──────── Texte fourni

Pendant la Première Guerre mondiale, le lieutenant Maréchal et le capitaine de Boëldieu sont faits prisonniers par les Allemands. Avec leurs camarades de chambrée, ils préparent leur évasion par un tunnel…
Sous ce titre qui pourrait faire penser davantage à un tour de magie qu’à un film de guerre, se cache en fait la volonté de Jean Renoir de ne pas trop en dire sur son sujet, qu’il connaît bien pour avoir lui-même combattu lors de la Première Guerre mondiale. Il reprend donc le titre de l’essai de Norman Angell, qui en 1910 avait connu un vif succès en prédisant qu’une guerre ne pourrait alors plus éclater en Europe, à moins d’être très brève.
Au premier abord, le sujet, c’est donc la Première Guerre mondiale qui s’éternise, alors que personne ne s’y attendait. On retrouve en effet dans les dialogues quelques indications de la durée du conflit qui laisse les hommes perplexes, en particulier vers la fin lorsque Maréchal commence à tenter d’esquisser des plans d’avenir.

────────────────
──────── Données fournies

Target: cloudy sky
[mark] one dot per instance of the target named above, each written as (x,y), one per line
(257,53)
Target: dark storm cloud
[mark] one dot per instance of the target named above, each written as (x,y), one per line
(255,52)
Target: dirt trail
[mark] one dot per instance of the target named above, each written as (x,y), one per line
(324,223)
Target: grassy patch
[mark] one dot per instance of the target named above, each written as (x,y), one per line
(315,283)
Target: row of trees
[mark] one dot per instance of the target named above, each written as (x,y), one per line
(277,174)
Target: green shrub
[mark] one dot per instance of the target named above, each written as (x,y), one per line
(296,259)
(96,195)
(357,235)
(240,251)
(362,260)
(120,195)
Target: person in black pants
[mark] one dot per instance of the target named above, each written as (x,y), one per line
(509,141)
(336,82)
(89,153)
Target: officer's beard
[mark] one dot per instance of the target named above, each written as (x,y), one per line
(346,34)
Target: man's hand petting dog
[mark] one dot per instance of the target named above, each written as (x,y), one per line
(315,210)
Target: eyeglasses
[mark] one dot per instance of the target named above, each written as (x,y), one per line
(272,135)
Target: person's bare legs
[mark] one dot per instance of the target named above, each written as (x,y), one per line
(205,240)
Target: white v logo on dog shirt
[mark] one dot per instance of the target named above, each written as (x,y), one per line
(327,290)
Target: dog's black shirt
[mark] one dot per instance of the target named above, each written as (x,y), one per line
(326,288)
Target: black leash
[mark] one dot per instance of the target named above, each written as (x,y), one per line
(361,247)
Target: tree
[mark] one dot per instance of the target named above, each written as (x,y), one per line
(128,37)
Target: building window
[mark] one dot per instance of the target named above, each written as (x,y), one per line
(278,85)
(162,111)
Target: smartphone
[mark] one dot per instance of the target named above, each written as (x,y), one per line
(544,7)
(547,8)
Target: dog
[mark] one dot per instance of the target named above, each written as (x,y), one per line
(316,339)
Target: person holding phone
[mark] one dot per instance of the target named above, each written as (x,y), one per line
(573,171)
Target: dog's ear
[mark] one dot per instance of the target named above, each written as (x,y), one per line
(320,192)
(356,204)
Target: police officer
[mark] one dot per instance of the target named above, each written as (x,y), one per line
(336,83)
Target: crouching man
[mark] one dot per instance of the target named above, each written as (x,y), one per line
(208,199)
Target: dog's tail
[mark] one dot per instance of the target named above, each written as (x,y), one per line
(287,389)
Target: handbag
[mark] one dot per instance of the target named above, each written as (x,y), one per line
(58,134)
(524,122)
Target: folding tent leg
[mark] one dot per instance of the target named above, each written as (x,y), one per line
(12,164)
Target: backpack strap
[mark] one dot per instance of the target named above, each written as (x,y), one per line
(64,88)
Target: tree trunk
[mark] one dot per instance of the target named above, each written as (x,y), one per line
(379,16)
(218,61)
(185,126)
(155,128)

────────────────

Vos tâches:
A – Extrayez du texte sur le film de Jean Renoir le passage qui va de « Au premier abord, le » jusqu'à « des plans d’avenir. » inclus.
B – D'après le texte sur le film de Jean Renoir, pourquoi le cinéaste connaît-il bien son sujet ? Répondez en une à trois phrases.
La liste constitue un matériau distinct du texte.

Réponses aux tâches:
A –
Au premier abord, le sujet, c’est donc la Première Guerre mondiale qui s’éternise, alors que personne ne s’y attendait. On retrouve en effet dans les dialogues quelques indications de la durée du conflit qui laisse les hommes perplexes, en particulier vers la fin lorsque Maréchal commence à tenter d’esquisser des plans d’avenir.

B – Jean Renoir connaît bien son sujet parce qu'il a lui-même combattu lors de la Première Guerre mondiale.